Exercise details:
Keep to one stretch of the data below, the lines from the one with "Where can the green" up to and including the one with "Where can the red football", and return that stretch exactly.

Records shown:
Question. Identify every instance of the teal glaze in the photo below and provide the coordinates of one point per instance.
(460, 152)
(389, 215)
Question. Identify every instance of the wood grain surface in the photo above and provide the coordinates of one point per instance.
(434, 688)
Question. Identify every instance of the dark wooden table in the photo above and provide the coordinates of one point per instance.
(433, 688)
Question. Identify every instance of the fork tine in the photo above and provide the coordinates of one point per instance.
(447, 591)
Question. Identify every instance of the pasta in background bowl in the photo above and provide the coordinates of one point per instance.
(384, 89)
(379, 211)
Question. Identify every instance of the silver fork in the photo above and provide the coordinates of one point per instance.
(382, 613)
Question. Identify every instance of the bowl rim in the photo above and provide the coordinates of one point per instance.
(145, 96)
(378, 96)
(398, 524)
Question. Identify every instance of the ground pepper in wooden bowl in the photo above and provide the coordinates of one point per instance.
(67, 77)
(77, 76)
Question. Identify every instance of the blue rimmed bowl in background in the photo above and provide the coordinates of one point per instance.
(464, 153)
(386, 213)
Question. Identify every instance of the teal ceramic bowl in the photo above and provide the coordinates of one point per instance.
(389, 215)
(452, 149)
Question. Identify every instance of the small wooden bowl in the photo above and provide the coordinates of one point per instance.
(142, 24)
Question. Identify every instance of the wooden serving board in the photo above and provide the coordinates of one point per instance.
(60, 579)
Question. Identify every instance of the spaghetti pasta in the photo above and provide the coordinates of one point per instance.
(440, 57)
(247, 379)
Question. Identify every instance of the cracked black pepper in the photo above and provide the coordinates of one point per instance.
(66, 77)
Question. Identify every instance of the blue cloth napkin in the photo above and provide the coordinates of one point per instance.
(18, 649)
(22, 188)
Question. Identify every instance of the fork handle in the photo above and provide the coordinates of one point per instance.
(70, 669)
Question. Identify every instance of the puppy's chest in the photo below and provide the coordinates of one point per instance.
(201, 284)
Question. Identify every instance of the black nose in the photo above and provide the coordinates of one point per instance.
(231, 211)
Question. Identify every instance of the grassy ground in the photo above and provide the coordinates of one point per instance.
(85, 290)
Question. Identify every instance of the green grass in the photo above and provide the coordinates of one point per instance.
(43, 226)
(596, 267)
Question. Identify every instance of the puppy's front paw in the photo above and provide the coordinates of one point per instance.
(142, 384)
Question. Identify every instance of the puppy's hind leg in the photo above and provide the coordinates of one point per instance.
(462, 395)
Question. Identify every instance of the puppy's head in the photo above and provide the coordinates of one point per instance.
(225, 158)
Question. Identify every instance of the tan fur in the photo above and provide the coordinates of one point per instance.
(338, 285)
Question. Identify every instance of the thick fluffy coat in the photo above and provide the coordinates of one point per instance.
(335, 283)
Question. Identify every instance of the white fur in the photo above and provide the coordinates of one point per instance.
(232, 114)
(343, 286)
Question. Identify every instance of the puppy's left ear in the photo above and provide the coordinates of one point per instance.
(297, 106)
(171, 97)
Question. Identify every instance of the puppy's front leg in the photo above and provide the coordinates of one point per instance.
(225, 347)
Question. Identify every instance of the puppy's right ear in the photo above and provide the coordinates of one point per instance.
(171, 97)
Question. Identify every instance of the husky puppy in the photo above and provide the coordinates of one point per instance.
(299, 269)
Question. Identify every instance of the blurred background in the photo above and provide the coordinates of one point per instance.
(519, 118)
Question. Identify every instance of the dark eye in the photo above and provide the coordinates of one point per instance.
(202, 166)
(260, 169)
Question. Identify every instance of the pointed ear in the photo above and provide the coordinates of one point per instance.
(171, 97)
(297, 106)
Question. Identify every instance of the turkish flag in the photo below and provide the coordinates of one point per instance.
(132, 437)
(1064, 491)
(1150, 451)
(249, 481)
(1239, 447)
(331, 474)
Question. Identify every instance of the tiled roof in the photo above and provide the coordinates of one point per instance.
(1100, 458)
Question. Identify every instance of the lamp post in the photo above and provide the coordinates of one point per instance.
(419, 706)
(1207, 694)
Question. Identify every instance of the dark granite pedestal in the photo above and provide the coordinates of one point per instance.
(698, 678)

---

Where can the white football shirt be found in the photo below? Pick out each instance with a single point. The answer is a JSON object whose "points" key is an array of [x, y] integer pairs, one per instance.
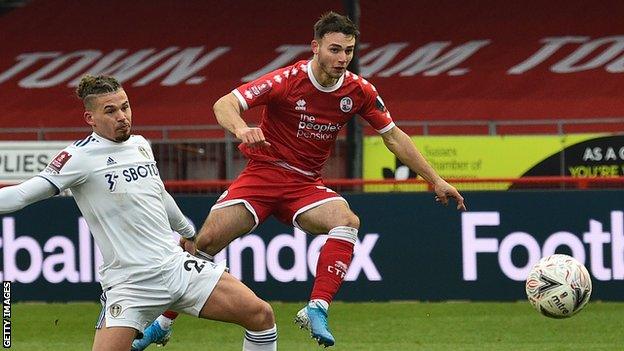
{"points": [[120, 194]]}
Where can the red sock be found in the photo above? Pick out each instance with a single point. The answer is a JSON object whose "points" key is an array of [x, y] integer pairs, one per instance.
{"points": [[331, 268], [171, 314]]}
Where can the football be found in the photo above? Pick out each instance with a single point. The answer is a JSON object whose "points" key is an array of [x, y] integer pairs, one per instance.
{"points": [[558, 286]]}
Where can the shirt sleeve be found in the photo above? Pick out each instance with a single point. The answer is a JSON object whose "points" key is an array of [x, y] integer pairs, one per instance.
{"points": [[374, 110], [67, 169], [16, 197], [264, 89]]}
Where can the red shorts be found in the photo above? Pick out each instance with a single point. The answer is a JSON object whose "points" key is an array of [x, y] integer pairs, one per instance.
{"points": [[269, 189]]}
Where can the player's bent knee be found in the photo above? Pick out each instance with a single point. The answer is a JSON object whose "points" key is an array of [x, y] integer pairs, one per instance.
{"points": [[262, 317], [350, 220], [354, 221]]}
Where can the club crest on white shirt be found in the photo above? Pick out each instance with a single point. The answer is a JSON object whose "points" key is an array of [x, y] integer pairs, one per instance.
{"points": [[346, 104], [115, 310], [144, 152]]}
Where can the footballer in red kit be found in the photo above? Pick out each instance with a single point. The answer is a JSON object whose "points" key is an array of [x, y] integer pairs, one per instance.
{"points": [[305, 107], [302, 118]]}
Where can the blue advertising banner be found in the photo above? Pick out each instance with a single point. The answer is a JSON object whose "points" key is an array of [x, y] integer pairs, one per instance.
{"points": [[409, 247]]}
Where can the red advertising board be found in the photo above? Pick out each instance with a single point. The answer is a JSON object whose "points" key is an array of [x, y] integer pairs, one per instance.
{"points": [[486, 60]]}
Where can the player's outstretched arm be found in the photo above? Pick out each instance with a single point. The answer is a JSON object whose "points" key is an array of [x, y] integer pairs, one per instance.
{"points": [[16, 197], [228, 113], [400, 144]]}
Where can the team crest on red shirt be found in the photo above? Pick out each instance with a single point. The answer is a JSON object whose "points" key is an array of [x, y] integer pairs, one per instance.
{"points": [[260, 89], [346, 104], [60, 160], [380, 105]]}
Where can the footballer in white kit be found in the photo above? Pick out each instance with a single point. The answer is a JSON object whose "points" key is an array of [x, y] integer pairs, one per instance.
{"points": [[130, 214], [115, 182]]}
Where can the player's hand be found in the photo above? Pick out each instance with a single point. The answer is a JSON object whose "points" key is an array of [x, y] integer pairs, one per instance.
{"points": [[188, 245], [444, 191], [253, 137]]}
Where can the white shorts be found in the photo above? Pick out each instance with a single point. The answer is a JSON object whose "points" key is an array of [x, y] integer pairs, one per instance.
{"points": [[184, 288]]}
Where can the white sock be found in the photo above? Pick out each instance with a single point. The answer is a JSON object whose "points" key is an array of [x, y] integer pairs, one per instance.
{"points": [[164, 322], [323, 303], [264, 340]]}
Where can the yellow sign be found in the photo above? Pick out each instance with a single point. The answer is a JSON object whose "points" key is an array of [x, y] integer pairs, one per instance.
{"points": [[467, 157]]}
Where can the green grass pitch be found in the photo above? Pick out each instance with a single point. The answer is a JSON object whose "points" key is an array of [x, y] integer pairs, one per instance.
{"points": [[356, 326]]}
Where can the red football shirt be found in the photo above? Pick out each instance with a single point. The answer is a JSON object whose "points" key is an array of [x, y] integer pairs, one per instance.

Solution:
Where can the green grass pitch be found in the photo above? Pick out each instance with a single point. The answer is a JSON object whose "points" key is an array of [x, y] integer pairs, one per instance.
{"points": [[356, 326]]}
Where can the red football shirt be found in the photo above? Pick out each instance with a single point. The answer is a JSON object whose "points" key is an array of [x, y] integer pairs, one per instance.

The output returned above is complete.